> _PROBLEM STATEMENT_:
An exact restatement of the data is required, with the images omitted.

> _EXERCISE DATA_:
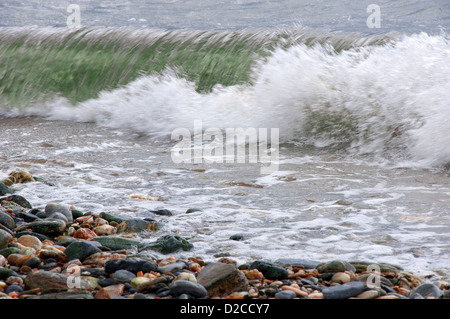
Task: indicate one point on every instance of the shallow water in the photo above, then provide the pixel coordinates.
(316, 206)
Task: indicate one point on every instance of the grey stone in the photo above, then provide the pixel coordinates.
(132, 264)
(50, 281)
(171, 268)
(269, 270)
(221, 278)
(79, 294)
(180, 287)
(137, 225)
(345, 291)
(48, 227)
(335, 266)
(80, 250)
(5, 237)
(285, 294)
(111, 218)
(7, 220)
(123, 276)
(296, 262)
(58, 211)
(425, 290)
(163, 212)
(169, 244)
(117, 243)
(17, 199)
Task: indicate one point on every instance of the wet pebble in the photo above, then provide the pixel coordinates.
(344, 291)
(187, 287)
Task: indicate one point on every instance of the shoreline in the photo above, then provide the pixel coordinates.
(62, 253)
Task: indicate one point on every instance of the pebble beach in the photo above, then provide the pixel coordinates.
(60, 252)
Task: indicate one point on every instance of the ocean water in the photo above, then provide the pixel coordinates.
(360, 162)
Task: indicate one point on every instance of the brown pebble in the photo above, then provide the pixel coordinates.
(84, 233)
(12, 259)
(110, 292)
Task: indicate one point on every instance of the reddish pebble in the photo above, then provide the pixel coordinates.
(84, 233)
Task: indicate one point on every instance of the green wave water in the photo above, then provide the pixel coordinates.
(40, 63)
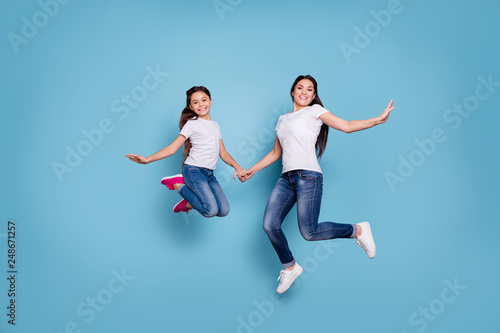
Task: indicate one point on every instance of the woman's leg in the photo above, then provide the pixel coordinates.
(309, 187)
(220, 197)
(197, 191)
(280, 202)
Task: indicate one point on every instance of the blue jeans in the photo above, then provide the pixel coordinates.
(306, 188)
(203, 192)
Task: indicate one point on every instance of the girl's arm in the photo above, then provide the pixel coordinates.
(229, 160)
(165, 152)
(269, 159)
(355, 125)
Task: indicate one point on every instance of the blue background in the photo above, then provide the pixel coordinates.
(191, 274)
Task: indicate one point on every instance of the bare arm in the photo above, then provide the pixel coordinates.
(269, 159)
(229, 160)
(165, 152)
(355, 125)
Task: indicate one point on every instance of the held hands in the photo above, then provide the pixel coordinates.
(246, 175)
(243, 175)
(385, 115)
(138, 158)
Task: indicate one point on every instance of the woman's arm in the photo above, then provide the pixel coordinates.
(355, 125)
(269, 159)
(165, 152)
(229, 160)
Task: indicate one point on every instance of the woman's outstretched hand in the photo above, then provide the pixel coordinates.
(385, 115)
(138, 158)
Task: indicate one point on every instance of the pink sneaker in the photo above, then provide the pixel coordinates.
(181, 206)
(170, 181)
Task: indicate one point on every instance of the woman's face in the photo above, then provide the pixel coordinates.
(200, 103)
(303, 94)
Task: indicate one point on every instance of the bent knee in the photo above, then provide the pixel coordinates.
(308, 236)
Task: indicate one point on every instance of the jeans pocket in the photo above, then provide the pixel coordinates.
(307, 174)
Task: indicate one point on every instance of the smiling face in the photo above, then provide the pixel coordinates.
(303, 93)
(200, 104)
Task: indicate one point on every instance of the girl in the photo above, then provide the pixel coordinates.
(202, 147)
(299, 136)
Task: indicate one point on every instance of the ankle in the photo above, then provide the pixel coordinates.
(359, 230)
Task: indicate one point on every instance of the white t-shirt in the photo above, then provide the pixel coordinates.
(298, 133)
(205, 136)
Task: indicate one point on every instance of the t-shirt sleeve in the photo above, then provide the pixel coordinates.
(187, 129)
(278, 124)
(317, 110)
(218, 127)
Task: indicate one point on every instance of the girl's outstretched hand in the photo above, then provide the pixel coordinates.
(385, 115)
(137, 158)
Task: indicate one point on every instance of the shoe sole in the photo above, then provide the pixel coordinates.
(301, 270)
(368, 228)
(176, 206)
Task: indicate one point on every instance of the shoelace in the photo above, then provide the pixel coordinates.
(282, 274)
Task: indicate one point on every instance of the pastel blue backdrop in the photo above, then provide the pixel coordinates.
(98, 246)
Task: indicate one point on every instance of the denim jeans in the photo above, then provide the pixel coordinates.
(203, 192)
(306, 188)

> _RESPONSE TO THIS EXERCISE_:
Task: indicate one point on every instance of the shallow water in the photo above, then provide the pixel coordinates.
(316, 206)
Task: indicate one point on every instance of the grey stone in the photo above, then provide the pixel coordinates.
(132, 264)
(50, 281)
(171, 268)
(269, 270)
(221, 278)
(79, 294)
(180, 287)
(137, 225)
(345, 291)
(48, 227)
(335, 266)
(80, 250)
(5, 237)
(285, 294)
(111, 218)
(7, 220)
(123, 276)
(296, 262)
(58, 211)
(425, 290)
(163, 212)
(169, 244)
(117, 243)
(17, 199)
Task: indicate one point on every instance of the wet pebble in the photo above, then provide the pixel coordinates.
(344, 291)
(187, 287)
Task: indicate one point on every instance of the shoreline in the photo above, then provide the pixel coordinates.
(62, 253)
Task: indicate one point on every instance of the pebble beach in the photo above, then provide the pixel coordinates.
(60, 252)
Task: indicate one point on every instance of the ocean water in the photo above, then provide the pixel coordinates.
(360, 162)
Task: indicate one point on every instance of the brown pebble in the photo above, then provide the pixel coordinates.
(84, 233)
(12, 259)
(110, 292)
Task: indicate one point on every instance of the reddish pebble in the photo above, then provide the pixel coordinates.
(84, 233)
Task: indicate one point on every instance of the green wave water in the photo above, then provide the pixel coordinates.
(40, 63)
Task: indicate one point on every instance of the woman's leg in the photo above, then provide the pixel coordinates.
(309, 187)
(220, 197)
(197, 191)
(280, 202)
Task: indicate one point on every instance of the blue jeans in the photo above, then provide the pixel coordinates.
(306, 188)
(203, 192)
Task: indicate one point on every instance of the girl's arm in the photo above, then provide the pixel coordinates.
(229, 160)
(165, 152)
(269, 159)
(355, 125)
Task: indicate one point on every instance of the blue background in the photo above, then provide the pixel coordinates.
(191, 274)
Task: indicate one point on every instance of the bare arm in the photo above, then provide the pixel coordinates.
(269, 159)
(229, 160)
(165, 152)
(355, 125)
Task: indicate one point on every instance of the held hands in the photo above, then provide the pixel coordinates.
(246, 175)
(243, 175)
(385, 115)
(138, 158)
Task: indicate one point on every instance of the woman's arm in the photo above, then provide the pixel coordinates.
(355, 125)
(269, 159)
(165, 152)
(229, 160)
Task: indicate one point on every instance of the woman's outstretched hand in the photo above, then provide the pixel coordinates.
(385, 115)
(138, 158)
Task: indicate one point on every instance of the pink sneaker in the photo above, then provide the pixel coordinates.
(181, 206)
(170, 181)
Task: indicate one point on every instance of the woman's face in the photo above, then provide the pixel coordinates.
(200, 103)
(303, 94)
Task: indicate one point on every instance of the bent knee in the photo above, then provide the pixel coordinates.
(308, 236)
Task: indicate one point on every instance of the jeans pocket in the photo above, then provide the pixel coordinates.
(307, 174)
Task: indicate one point on every instance of the smiling face in the photo above, then provide the pixel coordinates.
(303, 93)
(200, 104)
Task: indicate one point on every instance of the girl in the photo above, then provide the pixel coordinates.
(202, 147)
(299, 136)
Task: indicate one point on every instance of the ankle in the photo above, then provide the pixel coordinates.
(359, 230)
Task: indicate one point on every instance of the white t-shirt in the photo above, then provide the pixel coordinates.
(298, 133)
(205, 136)
Task: indicate one point on every instance of the t-shirt sleeve in the photo above, then provide the pixel coordinates.
(187, 129)
(278, 124)
(317, 110)
(218, 127)
Task: indicate one point on every instance of the girl's outstretched hand in the photo above, then provide the pixel coordinates.
(385, 115)
(137, 158)
Task: indicate one point on every instance of the shoe sole in the photo above, then provide the pixel coordinates.
(301, 270)
(368, 228)
(176, 206)
Task: indicate one point on every instance of the shoelace in the photo above, then provide the pixel coordinates.
(282, 274)
Task: indicate one point on every instance of the pastel blue backdrop in the photo above, then provide the pixel coordinates.
(98, 246)
Task: indicate one point on every instance of the denim jeans in the photo above, then provide the pixel coordinates.
(203, 192)
(306, 188)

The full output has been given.